Instruction – Locate the line that contains "Can you find the person in grey" in the entries below. Retype it and all following lines through the final one, character for character.

-- Supplied data start --

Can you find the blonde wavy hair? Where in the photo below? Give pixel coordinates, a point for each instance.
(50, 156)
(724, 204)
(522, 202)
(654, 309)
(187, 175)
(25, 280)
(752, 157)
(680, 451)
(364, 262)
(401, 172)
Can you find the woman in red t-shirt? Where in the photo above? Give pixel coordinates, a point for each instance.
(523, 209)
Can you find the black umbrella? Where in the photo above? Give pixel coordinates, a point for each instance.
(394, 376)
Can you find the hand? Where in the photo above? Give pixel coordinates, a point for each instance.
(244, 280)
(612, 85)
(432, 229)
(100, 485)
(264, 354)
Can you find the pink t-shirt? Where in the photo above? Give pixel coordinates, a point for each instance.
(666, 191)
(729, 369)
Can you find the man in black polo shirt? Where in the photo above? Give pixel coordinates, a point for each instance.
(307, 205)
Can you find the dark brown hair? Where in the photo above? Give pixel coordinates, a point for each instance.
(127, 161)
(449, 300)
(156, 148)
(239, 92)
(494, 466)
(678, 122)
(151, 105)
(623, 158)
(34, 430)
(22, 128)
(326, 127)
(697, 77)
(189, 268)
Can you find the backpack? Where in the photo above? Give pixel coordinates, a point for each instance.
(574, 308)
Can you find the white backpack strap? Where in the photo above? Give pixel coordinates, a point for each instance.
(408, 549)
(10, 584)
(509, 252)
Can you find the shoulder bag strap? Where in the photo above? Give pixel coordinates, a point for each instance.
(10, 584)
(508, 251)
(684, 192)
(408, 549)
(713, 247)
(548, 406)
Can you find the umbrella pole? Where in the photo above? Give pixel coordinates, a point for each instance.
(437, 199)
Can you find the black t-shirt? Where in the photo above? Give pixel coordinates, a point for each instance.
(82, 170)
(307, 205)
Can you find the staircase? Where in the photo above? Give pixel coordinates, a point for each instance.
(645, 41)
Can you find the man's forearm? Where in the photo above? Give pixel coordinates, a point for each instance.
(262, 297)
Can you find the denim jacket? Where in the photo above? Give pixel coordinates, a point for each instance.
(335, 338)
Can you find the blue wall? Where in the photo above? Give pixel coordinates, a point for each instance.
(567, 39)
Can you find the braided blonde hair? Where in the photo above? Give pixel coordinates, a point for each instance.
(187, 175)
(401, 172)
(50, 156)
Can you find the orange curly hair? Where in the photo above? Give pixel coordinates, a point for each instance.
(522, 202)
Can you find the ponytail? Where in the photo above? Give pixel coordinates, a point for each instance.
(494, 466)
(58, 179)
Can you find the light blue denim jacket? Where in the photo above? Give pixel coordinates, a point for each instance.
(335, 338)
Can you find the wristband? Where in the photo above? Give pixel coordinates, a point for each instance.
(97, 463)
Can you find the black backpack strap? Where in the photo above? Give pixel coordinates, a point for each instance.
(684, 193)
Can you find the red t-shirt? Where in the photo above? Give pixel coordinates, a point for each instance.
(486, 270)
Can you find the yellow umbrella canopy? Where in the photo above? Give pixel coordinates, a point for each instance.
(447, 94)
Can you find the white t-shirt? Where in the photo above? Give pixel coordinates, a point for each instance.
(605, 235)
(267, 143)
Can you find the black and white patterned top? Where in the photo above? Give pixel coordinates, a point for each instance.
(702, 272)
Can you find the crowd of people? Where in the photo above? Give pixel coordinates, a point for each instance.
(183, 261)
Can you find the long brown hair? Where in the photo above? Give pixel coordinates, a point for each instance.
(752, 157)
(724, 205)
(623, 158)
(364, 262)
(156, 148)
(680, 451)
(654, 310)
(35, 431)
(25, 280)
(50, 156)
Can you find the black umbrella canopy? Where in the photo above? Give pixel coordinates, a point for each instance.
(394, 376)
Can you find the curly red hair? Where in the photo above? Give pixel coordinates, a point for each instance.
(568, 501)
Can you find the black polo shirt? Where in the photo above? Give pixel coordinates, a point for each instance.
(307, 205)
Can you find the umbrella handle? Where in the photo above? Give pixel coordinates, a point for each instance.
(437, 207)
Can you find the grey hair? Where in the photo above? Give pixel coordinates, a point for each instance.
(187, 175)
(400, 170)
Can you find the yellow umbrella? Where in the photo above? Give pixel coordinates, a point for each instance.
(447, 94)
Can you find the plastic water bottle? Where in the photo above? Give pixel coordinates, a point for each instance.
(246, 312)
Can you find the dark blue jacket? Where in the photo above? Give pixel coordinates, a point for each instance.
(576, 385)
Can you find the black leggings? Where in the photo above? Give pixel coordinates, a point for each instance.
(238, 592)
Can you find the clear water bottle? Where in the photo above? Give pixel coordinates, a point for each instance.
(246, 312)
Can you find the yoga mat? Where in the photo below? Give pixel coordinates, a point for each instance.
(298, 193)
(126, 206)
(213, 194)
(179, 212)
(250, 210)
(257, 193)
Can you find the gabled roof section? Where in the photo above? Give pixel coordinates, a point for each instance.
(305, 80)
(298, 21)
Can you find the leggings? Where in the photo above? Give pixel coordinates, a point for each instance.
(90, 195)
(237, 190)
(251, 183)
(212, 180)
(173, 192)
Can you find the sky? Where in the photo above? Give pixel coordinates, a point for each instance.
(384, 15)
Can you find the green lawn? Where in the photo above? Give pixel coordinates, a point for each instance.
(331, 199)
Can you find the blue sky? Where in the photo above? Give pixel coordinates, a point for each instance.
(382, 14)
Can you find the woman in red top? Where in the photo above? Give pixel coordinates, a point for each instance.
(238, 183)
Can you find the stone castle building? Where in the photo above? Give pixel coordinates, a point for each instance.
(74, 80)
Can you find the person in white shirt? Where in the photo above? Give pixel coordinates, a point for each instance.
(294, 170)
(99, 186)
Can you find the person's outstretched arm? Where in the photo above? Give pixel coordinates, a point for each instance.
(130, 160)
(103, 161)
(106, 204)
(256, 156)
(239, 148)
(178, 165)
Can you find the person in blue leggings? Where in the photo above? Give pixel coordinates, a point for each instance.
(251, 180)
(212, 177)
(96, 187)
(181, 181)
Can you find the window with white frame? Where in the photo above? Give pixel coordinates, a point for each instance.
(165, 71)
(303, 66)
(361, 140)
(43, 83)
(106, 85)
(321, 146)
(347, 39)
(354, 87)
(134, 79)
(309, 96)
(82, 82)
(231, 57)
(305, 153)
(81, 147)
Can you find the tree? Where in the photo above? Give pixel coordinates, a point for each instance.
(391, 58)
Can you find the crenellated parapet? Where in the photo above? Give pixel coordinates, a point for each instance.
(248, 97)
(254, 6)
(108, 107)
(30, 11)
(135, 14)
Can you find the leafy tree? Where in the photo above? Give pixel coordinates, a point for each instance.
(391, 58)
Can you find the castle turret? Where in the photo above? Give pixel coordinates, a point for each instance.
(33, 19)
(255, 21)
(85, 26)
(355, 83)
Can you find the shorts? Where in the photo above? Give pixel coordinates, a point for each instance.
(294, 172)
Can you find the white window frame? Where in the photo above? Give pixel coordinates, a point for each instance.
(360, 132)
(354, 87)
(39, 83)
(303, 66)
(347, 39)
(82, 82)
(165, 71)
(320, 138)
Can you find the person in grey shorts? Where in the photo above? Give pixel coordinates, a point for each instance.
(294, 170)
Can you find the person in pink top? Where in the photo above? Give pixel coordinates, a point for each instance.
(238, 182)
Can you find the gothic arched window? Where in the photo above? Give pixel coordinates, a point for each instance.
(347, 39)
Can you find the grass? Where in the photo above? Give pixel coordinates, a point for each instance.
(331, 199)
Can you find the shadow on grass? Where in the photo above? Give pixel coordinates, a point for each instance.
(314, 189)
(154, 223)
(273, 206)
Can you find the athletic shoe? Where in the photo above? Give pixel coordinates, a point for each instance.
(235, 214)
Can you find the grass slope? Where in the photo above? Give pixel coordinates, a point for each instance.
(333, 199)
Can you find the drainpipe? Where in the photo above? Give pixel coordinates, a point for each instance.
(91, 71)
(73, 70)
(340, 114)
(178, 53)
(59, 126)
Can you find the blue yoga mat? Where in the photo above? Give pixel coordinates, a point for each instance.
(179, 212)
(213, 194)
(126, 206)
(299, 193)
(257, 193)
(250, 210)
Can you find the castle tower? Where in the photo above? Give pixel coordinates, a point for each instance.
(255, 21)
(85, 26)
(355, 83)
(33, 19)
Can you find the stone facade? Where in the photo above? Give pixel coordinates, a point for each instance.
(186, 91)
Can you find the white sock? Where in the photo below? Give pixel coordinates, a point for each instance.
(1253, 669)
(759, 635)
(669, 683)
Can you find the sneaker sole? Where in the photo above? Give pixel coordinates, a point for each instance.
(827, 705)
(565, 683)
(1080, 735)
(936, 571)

-- Supplied data end --

Exercise result –
Can you find the person in grey shorts? Where in the photo above? Give pixel coordinates, a point for each instance.
(294, 170)
Can you find the person in pink top? Where in the photo above? Give pixel coordinates, a point for each instance.
(238, 182)
Can you find the gothic arched window? Where in the photo above? Give pixel coordinates, a point for each instance.
(347, 39)
Can you find the grass? Where in the photo above? Give pixel coordinates, a point for each instance.
(331, 199)
Can you find the shadow on grass? Where in the photo above? Give pixel coordinates, a point for each instance.
(314, 189)
(154, 223)
(273, 206)
Can you find the athletic shoe? Where in the photo above? Give pixel coordinates, a point for each instance.
(235, 214)
Can you find the grass slope? Where in the photo above? Give pixel coordinates, a point for each instance.
(333, 199)
Can you find the drainpipe? Where in the photo above? Give pixel coordinates, a point for each instance.
(91, 71)
(73, 70)
(340, 114)
(178, 53)
(59, 126)
Can you find the blue yoga mat? Where in the photo above? Give pixel coordinates, a point for each instance.
(179, 212)
(213, 194)
(126, 206)
(299, 193)
(257, 193)
(250, 210)
Can you find the castle tower? Where in the photo above? Give pixel coordinates, a point for each instance.
(255, 21)
(85, 26)
(355, 83)
(33, 19)
Can you find the stone facade? Where in the photo above? Give pixel coordinates, a point for each instance.
(186, 91)
Can you find the white sock? Where in the photo below? Give pixel coordinates, a point for each instance.
(1253, 669)
(759, 635)
(669, 683)
Can you find the sneaker sole? Where in the photo above? Give pixel coordinates, a point for each instance.
(827, 705)
(565, 683)
(1080, 735)
(936, 571)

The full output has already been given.